# To be done:
• a. Name every player mentioned by name in the article on Ryan O'Reilly's season.
• b. Carry the article on Ryan O'Reilly's scoring season forward from its last sentence.

Right now, there is a 20-year-old center leading this team with 21 points. He has been our reliable go-to guy for most of this year, notching at least one point in 47% of the games he's played in. He's averaging the most even-strength TOI of any forward on the team, and has won 55.2% of his team-high 480 faceoffs. He's considered a "Core Player" by management and is quickly becoming a fan-favorite for the Captaincy when Hejduk retires.
And his name is NOT Matt Duchene.
We are one third of the way into the season, and Ryan O'Reilly's play has been spectacular. He's no longer played in just a 3rd line defensive roll - he's become one of our best Top 6 forwards. However, the question becomes which Ryan O'Reilly is the real one? We already know that he's a solid forechecker that takes good care of the puck and will work harder than any other player out there. But is his offense here to stay as well? Should we be re-evaluating his ceiling or is he destined to come back down to earth? Do we have a future elite two-way player on our hands, or is this all just wishful thinking?
Some facts to consider after the jump.....
The Scoring Has Been Going On for a While
O'Reilly hasn't been good just this year. He managed to get 8G / 2A in the last 18 games of the season last year - quite a feat considering the team's lack of many quality wingers at that time. If you add in those totals to this year, he's had 14G / 17A / 31Pts in 46 games, good for .67PPG, better than Stastny's .56PPG and not too far off Duchene's .80PPG in the same time. And 46 games isn't exactly a small sample size - that's over half a season.
However, he has recently been quoted as saying that he's never produced like this at any level (even Juniors), and in true O'Reilly fashion, he accredits it all to his linemates making him look good. Yet despite the fact his previous years' stats weren't the strongest (26pts each in his first two seasons), he is a known hard worker and rink rat. He also has very high expectations for his on-ice play and often inflicts self-discipline when he feels he didn't work hard enough. So, even though all this scoring is an anomaly for him, could it just be all his hard work paying off?
Despite the Added Offense, He's Still the Same "Radar"
O'Reilly made the league in his draft year because of his strong defensive play, work ethic, and maturity. He played a 3rd line role - a job usually given to vets - and was one of our top penalty killers. Even though the puck occasionally found its way from his stick to the back of the net, he knew that he was there to preform a defensive role, and he did the best he could at it.

[A block of data]
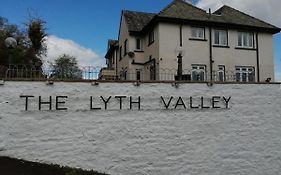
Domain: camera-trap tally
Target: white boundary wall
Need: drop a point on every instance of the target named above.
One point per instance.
(245, 139)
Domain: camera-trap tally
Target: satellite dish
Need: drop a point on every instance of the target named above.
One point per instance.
(131, 54)
(10, 42)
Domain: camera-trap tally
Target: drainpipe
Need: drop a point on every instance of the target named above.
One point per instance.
(258, 57)
(211, 49)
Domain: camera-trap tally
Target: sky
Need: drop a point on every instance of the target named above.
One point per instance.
(81, 28)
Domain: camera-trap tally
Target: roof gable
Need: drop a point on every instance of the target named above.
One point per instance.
(230, 15)
(183, 10)
(136, 21)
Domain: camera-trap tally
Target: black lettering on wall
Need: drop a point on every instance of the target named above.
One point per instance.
(60, 102)
(45, 103)
(120, 100)
(105, 101)
(180, 103)
(165, 104)
(91, 104)
(26, 100)
(227, 100)
(135, 102)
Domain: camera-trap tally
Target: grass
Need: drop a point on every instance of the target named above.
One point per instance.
(12, 166)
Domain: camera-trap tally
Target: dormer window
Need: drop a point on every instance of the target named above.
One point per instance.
(245, 39)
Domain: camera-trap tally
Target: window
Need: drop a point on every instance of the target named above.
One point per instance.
(220, 37)
(245, 74)
(198, 72)
(152, 71)
(120, 53)
(198, 32)
(245, 39)
(150, 37)
(138, 74)
(221, 73)
(125, 47)
(138, 44)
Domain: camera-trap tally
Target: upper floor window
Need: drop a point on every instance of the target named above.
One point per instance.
(151, 37)
(198, 33)
(138, 44)
(198, 72)
(125, 47)
(220, 37)
(120, 53)
(221, 73)
(245, 39)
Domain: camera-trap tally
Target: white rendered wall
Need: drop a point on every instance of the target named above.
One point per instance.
(244, 139)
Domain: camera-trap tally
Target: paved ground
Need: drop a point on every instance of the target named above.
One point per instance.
(10, 166)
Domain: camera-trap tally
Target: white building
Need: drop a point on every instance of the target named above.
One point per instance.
(226, 45)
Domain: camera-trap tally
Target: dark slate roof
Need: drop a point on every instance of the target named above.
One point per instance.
(232, 16)
(136, 21)
(178, 9)
(183, 10)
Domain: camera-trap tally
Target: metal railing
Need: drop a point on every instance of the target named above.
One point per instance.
(97, 73)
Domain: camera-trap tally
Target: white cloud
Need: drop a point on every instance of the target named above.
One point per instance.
(267, 10)
(58, 46)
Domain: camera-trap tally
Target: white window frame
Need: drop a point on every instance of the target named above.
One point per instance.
(138, 49)
(245, 74)
(140, 74)
(196, 32)
(221, 33)
(247, 39)
(221, 73)
(198, 72)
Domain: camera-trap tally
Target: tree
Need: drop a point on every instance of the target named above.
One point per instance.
(30, 42)
(66, 67)
(37, 35)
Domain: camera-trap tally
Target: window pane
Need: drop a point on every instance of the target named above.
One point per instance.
(238, 76)
(201, 33)
(138, 44)
(194, 32)
(251, 77)
(194, 76)
(223, 38)
(202, 76)
(244, 76)
(217, 37)
(250, 40)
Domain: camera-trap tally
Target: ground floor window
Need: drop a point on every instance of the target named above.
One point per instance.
(198, 72)
(152, 71)
(221, 73)
(245, 74)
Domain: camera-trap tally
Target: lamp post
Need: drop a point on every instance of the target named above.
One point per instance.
(10, 43)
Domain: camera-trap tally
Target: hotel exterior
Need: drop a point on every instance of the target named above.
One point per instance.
(184, 42)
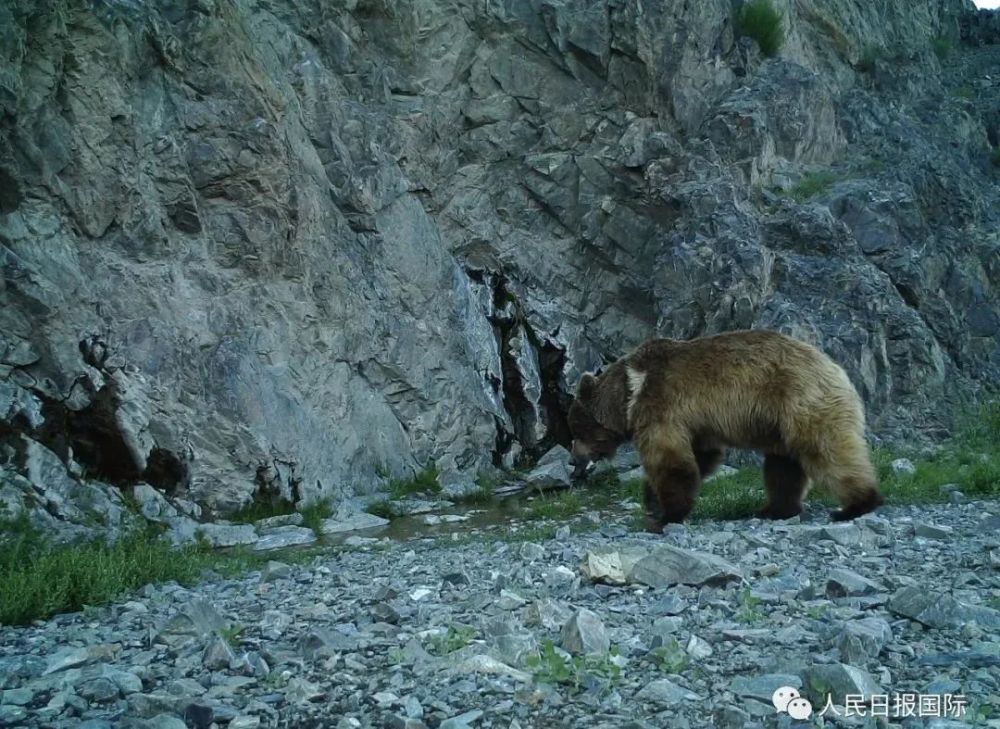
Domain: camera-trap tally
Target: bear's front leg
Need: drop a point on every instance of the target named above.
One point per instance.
(673, 480)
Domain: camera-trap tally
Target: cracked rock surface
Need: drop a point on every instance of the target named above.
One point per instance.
(299, 248)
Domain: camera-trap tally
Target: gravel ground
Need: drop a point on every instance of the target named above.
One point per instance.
(694, 628)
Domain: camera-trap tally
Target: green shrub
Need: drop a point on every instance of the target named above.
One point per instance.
(39, 579)
(314, 514)
(383, 509)
(425, 481)
(812, 184)
(760, 20)
(942, 47)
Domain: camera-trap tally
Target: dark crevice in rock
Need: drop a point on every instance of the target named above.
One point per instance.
(92, 437)
(165, 471)
(526, 415)
(11, 196)
(555, 401)
(908, 295)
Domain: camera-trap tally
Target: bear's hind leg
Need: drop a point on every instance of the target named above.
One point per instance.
(708, 460)
(846, 471)
(673, 481)
(785, 482)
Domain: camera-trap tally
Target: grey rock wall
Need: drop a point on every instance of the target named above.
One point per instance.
(293, 248)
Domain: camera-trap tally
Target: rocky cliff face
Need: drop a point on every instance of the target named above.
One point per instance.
(298, 246)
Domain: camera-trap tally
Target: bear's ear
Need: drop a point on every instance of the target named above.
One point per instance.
(587, 388)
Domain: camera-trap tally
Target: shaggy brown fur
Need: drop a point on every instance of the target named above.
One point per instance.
(683, 403)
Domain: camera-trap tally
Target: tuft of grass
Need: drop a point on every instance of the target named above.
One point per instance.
(734, 496)
(382, 509)
(483, 494)
(39, 579)
(232, 634)
(869, 59)
(257, 510)
(314, 514)
(749, 611)
(561, 505)
(550, 666)
(761, 21)
(424, 481)
(457, 637)
(942, 47)
(670, 657)
(811, 185)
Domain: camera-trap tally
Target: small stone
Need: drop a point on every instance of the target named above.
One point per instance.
(406, 722)
(413, 708)
(487, 665)
(584, 633)
(722, 472)
(552, 470)
(74, 657)
(275, 571)
(198, 716)
(165, 721)
(217, 655)
(838, 680)
(510, 600)
(17, 697)
(244, 721)
(932, 531)
(666, 693)
(861, 640)
(531, 552)
(903, 466)
(227, 535)
(698, 648)
(99, 690)
(196, 619)
(352, 522)
(668, 566)
(294, 519)
(284, 537)
(462, 721)
(845, 583)
(12, 715)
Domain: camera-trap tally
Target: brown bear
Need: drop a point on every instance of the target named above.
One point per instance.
(684, 402)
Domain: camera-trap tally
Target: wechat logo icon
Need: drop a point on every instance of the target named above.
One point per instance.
(787, 699)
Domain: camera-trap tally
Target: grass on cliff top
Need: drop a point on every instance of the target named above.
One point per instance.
(39, 579)
(760, 20)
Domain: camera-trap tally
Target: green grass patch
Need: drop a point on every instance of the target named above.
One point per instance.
(314, 514)
(749, 611)
(383, 509)
(761, 21)
(257, 510)
(813, 184)
(483, 494)
(870, 57)
(558, 505)
(550, 666)
(457, 637)
(424, 482)
(942, 47)
(39, 579)
(670, 657)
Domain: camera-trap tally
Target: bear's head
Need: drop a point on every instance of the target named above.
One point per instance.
(597, 418)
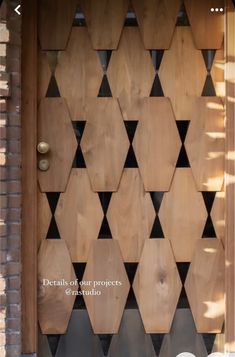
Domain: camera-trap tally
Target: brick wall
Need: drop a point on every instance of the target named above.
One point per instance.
(10, 185)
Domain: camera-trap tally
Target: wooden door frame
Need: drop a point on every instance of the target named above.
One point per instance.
(29, 177)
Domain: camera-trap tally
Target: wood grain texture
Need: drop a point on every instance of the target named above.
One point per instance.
(205, 286)
(54, 305)
(205, 143)
(183, 215)
(55, 23)
(105, 263)
(79, 72)
(130, 71)
(104, 143)
(156, 143)
(207, 26)
(157, 286)
(133, 205)
(55, 128)
(156, 12)
(105, 19)
(79, 215)
(184, 63)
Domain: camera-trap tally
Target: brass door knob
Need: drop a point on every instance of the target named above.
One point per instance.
(43, 147)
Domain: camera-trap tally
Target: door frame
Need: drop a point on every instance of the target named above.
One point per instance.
(29, 176)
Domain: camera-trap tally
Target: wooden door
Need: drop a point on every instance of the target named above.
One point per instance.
(131, 189)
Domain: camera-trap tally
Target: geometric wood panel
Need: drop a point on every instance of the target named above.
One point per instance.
(104, 143)
(105, 263)
(55, 23)
(79, 215)
(55, 128)
(182, 72)
(79, 72)
(156, 143)
(133, 205)
(205, 143)
(156, 20)
(54, 306)
(157, 285)
(207, 26)
(105, 19)
(183, 215)
(130, 71)
(205, 286)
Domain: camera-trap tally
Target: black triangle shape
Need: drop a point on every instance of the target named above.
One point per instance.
(105, 90)
(104, 200)
(157, 339)
(105, 56)
(53, 90)
(131, 161)
(105, 232)
(208, 200)
(131, 126)
(157, 231)
(183, 160)
(156, 90)
(182, 18)
(53, 232)
(156, 56)
(105, 340)
(209, 339)
(208, 89)
(209, 231)
(208, 56)
(53, 341)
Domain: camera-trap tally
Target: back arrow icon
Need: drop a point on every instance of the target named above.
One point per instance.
(17, 10)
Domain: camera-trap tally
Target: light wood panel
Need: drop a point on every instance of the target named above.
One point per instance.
(156, 143)
(55, 128)
(105, 19)
(186, 65)
(157, 286)
(105, 264)
(183, 215)
(207, 26)
(55, 23)
(205, 286)
(205, 143)
(54, 305)
(79, 72)
(79, 215)
(133, 205)
(130, 71)
(157, 21)
(104, 143)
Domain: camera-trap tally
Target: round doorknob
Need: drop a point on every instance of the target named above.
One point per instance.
(43, 147)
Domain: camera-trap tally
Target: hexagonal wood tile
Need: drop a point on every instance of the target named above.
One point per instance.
(184, 62)
(55, 128)
(156, 133)
(207, 27)
(79, 215)
(157, 286)
(105, 19)
(133, 205)
(55, 23)
(205, 286)
(54, 306)
(104, 143)
(152, 12)
(205, 143)
(105, 264)
(183, 214)
(130, 71)
(75, 65)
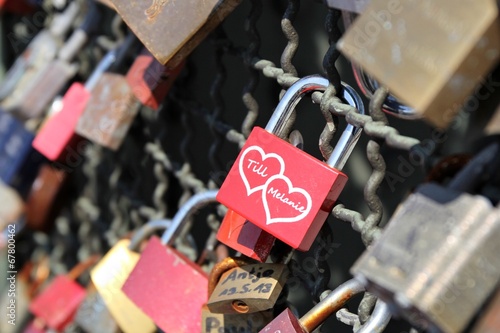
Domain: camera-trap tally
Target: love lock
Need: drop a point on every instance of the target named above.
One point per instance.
(282, 189)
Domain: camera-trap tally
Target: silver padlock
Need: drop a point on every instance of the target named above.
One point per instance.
(438, 259)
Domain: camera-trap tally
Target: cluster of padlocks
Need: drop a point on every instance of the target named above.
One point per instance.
(435, 265)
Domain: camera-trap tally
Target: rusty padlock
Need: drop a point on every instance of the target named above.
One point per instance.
(109, 113)
(112, 271)
(390, 41)
(151, 81)
(247, 287)
(287, 322)
(41, 50)
(57, 304)
(163, 274)
(162, 26)
(213, 322)
(270, 187)
(57, 139)
(34, 98)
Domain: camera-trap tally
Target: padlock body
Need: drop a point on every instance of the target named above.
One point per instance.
(151, 81)
(434, 75)
(162, 26)
(109, 112)
(168, 288)
(248, 289)
(94, 317)
(243, 236)
(58, 303)
(108, 276)
(233, 323)
(285, 322)
(437, 260)
(57, 139)
(281, 189)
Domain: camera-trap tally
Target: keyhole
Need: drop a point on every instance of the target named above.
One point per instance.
(240, 306)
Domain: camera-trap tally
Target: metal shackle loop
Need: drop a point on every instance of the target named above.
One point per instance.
(378, 320)
(331, 304)
(147, 230)
(292, 97)
(194, 203)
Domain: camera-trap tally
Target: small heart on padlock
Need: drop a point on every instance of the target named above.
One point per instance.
(256, 167)
(288, 204)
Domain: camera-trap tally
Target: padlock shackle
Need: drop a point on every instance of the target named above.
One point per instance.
(292, 97)
(378, 320)
(331, 304)
(194, 203)
(147, 230)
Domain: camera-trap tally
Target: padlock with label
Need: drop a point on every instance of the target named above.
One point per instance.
(41, 50)
(109, 112)
(437, 259)
(44, 199)
(390, 41)
(287, 322)
(247, 322)
(57, 304)
(34, 98)
(248, 287)
(108, 276)
(277, 186)
(163, 275)
(151, 81)
(93, 316)
(165, 31)
(57, 139)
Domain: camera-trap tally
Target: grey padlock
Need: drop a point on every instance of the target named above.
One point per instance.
(438, 259)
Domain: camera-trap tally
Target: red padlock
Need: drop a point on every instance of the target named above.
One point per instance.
(243, 236)
(151, 81)
(163, 276)
(277, 186)
(286, 322)
(57, 304)
(57, 139)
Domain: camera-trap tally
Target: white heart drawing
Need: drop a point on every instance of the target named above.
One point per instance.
(291, 189)
(264, 156)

# Solved problems:
• a. Hejduk, Matt Duchene, Ryan O'Reilly, Stastny

• b.
But when it looked like all hope was lost during the second part of last season, he stepped up his game and started to score. When Paul Stastny went down with an injury, O'Reilly was right there to pick up the slack. That offensive spark has carried through into this season as well, but Radar hasn't neglected his end of the ice either.
O'Reilly is tied with Datsyuk in the League lead in takeaways at 38. I don't think anyone can deny that when it comes to puck-handling centers, Datsyuk is one of the best. For a 20-year-old kid to be neck-'n-neck with him after 28 games is pretty impressive. And it's not like there's a huge TOI differential either. Datsyuk may have missed 2 games this season, but when you add up icetime, Radar has played a whole 22 more seconds than him. O'Reilly's managed 4 fewer turnovers as well (10 vs 14).
He's -2 on the season (up from the -7 he finished with last year). He does lead the team in GA (25), but once one factors out the 5 that have slipped by him on the PK, he drops to #4 after Hejduk, Duchene, and tied with Stastny (all of whom, I might add, are All-Star candidates this year).
And even though I'm probably going to get run off the board for even mentioning it, his Corsi is second on the team at 14.4 (behind only Landeskog's 19.1). I'm still not exactly sure what numbers are plugged into what equations to find Corsi, but from what I do understand, this means that O'Reilly has been on the ice for more shots-at-net-for than shots-at-net-against. That might be helped by Landeskog's insane 88 shots so far this year, but regardless, it means that the shot totals on the other end of the ice are being kept in control.
Breakout Seasons Have Happened for Players Like Him Before
Not so long ago, there was a young center that played for the US National Development Program. He put up decent numbers (.76PPG, just a bit under O'Reilly's .91 in Juniors), and played one year of college before being drafted at #23. Over the next four years, he played as a shutdown forward with major penalty kill responsibilities for his NHL team, only averaging 25 points each season. However, he was then given the chance to play on a top line and saw his point totals jump from 37 to 59 in one year. Since then, he's had two 70+ point seasons, been an All-Star Alternate Captain, and won the Selke Trophy.
Even though I now feel completely dirty for having compared O'Reilly to both a Red Wing AND a Canuck, you have to admit that having a player with the 2-way play of Ryan Kesler around wouldn't be a bad thing. O'Reilly's on pace to score 61 points this season, which would be very closely on par with Kesler's breakout '08-'09 campaign. Crazier things than shutdown forwards blossoming into 2-way centermen have happened.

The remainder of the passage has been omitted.